### DIRECTIONS FOR THIS TASK
When the string "cloud" occurs in a line of the records, show that line.

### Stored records
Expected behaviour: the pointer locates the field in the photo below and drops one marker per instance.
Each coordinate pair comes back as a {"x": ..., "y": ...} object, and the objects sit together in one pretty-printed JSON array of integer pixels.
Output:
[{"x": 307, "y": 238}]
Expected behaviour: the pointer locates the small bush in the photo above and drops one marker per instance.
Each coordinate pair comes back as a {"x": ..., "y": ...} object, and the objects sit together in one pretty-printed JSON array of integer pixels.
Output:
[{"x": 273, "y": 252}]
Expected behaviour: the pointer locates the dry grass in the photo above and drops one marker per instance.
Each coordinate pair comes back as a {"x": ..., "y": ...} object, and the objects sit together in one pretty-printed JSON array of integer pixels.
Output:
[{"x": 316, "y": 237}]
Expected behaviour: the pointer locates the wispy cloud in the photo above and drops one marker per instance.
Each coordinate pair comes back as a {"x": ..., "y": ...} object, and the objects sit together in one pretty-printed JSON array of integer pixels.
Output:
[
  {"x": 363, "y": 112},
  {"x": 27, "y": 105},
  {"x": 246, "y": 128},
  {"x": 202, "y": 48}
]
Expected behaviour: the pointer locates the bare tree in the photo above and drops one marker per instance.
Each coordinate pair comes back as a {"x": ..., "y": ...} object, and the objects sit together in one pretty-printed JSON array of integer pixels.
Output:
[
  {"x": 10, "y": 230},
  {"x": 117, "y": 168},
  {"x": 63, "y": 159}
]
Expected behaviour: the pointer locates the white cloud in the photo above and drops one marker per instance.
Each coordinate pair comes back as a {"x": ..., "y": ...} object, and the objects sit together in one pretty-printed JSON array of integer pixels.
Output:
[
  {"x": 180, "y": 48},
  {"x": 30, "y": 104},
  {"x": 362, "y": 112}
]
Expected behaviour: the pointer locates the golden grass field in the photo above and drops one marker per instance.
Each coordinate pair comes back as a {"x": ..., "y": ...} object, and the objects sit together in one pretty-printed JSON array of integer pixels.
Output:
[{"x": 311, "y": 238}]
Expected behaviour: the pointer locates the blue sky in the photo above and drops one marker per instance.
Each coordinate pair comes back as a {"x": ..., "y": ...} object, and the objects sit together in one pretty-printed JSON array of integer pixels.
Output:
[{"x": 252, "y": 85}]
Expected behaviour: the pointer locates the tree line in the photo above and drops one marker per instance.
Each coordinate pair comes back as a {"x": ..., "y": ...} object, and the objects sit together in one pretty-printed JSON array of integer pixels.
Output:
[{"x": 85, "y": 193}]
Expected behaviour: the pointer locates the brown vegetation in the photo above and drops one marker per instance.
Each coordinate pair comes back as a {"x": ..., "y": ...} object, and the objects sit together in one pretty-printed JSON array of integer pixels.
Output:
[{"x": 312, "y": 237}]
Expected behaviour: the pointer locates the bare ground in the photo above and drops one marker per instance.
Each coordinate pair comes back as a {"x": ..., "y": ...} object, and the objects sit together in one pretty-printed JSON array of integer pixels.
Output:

### REPLY TO THE TASK
Expected behaviour: the pointer locates the wispy cloud in the photo above and drops one marker per instance.
Expected behaviour: the pointer locates the white cloud in the photo above and drops one marker per instance.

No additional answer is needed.